[Your instructions] Reproduce only the part of the records that opens with the line containing "Where is each instance of the building" and runs through the end of the records, requests included. Multiply every coordinate in the answer points by 2.35 and round to whole numbers with halves rounded up, leaving the numbers in the requests and their notation samples unchanged.

[Source data]

· · ·

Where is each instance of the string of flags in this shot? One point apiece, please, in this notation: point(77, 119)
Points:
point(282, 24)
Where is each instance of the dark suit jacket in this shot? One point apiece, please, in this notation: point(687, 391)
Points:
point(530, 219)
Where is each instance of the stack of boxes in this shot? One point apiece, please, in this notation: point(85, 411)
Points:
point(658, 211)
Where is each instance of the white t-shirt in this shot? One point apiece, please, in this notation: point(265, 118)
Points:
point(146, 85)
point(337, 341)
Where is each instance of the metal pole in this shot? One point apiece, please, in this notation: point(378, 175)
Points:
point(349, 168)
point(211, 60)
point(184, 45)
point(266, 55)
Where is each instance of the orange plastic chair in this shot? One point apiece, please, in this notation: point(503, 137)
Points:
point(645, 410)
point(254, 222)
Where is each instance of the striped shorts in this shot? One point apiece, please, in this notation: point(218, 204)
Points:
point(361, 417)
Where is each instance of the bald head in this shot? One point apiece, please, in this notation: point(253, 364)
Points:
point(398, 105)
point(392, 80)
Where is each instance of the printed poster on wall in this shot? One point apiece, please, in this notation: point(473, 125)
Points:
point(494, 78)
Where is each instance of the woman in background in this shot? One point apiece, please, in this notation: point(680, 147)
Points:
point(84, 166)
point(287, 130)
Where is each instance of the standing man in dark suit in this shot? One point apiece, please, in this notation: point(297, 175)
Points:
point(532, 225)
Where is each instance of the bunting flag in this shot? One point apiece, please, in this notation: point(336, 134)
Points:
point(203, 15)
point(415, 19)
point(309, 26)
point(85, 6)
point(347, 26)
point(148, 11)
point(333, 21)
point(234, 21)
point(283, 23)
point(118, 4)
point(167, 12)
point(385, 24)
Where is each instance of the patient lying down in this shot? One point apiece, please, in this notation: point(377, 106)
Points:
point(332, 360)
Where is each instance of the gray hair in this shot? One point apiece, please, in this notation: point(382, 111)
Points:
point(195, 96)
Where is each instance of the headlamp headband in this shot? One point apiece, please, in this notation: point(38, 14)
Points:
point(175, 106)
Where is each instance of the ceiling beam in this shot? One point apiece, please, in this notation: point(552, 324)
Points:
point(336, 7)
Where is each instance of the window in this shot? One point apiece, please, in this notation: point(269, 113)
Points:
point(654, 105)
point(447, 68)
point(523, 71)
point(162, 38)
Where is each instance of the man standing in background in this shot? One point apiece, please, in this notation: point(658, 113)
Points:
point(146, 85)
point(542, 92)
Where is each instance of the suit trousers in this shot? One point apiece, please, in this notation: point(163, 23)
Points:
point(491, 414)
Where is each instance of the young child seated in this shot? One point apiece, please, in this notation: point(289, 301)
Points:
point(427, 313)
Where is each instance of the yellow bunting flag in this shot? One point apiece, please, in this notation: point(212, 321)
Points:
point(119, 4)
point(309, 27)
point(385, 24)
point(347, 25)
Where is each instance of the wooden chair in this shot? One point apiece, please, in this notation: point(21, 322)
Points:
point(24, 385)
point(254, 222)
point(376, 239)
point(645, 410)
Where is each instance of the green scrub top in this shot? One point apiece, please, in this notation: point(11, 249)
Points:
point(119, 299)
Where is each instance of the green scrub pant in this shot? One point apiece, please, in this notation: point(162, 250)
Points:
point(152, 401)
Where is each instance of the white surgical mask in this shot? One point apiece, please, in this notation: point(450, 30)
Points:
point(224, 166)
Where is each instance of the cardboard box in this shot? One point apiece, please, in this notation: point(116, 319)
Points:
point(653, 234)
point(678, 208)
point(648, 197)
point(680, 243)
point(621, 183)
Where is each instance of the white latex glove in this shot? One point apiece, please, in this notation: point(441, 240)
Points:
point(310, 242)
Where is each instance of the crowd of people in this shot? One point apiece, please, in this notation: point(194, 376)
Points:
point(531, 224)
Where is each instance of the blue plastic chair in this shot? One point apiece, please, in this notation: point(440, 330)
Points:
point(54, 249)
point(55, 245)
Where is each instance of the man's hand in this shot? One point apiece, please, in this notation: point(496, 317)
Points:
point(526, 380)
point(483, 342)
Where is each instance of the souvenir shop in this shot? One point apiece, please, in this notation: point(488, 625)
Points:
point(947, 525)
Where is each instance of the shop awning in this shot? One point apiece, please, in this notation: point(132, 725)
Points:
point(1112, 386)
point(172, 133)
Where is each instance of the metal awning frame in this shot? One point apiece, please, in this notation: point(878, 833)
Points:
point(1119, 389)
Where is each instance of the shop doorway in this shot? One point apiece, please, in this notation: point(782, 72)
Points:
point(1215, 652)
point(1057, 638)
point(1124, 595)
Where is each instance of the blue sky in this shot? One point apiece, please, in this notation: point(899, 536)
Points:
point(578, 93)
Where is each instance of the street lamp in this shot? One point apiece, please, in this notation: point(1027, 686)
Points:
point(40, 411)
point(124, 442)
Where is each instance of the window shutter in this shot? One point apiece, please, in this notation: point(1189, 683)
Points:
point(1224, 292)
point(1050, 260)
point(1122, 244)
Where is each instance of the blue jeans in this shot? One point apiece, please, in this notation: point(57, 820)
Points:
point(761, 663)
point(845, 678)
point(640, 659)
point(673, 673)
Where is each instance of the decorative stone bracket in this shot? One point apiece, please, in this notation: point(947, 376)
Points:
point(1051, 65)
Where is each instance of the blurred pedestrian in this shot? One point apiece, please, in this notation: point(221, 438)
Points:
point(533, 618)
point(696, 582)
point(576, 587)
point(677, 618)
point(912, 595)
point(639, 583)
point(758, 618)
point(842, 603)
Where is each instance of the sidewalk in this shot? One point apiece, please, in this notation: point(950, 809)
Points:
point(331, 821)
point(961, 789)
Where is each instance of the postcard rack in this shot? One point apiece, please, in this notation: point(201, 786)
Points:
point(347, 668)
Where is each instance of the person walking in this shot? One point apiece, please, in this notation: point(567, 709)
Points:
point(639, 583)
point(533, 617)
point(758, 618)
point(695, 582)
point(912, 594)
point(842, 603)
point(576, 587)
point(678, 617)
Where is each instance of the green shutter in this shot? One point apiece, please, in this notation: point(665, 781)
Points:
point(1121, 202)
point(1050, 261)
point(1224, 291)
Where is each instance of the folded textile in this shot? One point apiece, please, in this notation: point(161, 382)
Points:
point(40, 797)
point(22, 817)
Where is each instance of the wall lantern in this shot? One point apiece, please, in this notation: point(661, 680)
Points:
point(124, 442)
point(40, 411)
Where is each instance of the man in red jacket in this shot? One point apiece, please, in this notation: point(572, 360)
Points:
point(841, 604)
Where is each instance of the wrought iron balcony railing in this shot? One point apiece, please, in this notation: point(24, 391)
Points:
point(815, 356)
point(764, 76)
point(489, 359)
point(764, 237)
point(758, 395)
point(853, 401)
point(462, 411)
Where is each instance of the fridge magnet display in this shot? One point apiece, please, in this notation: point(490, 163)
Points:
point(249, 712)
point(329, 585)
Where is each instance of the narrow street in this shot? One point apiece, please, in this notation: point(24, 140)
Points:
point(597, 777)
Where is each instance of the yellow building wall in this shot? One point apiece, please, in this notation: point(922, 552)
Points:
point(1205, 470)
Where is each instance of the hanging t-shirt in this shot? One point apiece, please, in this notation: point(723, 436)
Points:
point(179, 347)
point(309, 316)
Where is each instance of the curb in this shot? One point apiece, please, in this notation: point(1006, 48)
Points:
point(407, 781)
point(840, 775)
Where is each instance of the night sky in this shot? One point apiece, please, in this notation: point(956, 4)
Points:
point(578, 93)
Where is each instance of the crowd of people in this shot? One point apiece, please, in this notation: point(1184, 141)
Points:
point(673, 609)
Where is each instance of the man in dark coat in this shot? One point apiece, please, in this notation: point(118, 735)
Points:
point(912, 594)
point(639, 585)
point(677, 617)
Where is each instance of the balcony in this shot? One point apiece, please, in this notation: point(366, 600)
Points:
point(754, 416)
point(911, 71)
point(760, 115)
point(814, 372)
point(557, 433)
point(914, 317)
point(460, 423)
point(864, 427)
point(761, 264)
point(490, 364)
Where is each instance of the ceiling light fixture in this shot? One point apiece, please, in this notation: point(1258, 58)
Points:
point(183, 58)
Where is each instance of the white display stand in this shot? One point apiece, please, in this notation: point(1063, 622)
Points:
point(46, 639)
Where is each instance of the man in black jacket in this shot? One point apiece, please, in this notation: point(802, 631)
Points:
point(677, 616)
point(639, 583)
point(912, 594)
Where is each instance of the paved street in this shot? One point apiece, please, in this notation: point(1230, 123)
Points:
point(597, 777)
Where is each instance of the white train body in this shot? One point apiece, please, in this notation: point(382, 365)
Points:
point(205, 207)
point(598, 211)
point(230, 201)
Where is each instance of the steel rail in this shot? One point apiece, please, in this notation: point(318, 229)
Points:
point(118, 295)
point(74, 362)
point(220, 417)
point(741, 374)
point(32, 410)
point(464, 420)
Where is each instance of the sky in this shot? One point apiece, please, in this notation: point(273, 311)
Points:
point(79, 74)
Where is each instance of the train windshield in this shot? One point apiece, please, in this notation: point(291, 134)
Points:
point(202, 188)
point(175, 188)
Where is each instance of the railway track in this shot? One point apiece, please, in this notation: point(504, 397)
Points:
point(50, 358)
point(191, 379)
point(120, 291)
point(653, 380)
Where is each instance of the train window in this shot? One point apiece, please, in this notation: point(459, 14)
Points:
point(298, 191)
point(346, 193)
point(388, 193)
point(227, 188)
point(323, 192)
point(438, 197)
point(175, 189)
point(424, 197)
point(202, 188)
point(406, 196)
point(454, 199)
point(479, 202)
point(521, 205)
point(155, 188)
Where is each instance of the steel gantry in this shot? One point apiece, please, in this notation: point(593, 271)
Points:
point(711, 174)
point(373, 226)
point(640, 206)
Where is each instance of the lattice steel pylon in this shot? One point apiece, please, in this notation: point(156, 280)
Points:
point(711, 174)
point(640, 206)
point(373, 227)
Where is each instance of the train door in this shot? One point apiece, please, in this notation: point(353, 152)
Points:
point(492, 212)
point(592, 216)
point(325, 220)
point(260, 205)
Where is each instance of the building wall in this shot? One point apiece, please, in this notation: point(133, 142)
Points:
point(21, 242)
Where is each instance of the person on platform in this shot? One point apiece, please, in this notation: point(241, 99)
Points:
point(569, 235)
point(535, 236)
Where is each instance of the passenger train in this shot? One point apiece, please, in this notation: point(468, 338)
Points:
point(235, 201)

· · ·

[Result for this exercise]
Where is each instance of the building wall in this shot? One point apiece, please, in this notation: point(133, 142)
Points:
point(49, 569)
Where is each instance of the person on platform in this shot? One point apiece, please, in this notation: point(241, 99)
Points:
point(1337, 552)
point(1257, 555)
Where is each instance of the passenger train in this shot? One point apiece, please, in this notation: point(468, 338)
Points:
point(552, 472)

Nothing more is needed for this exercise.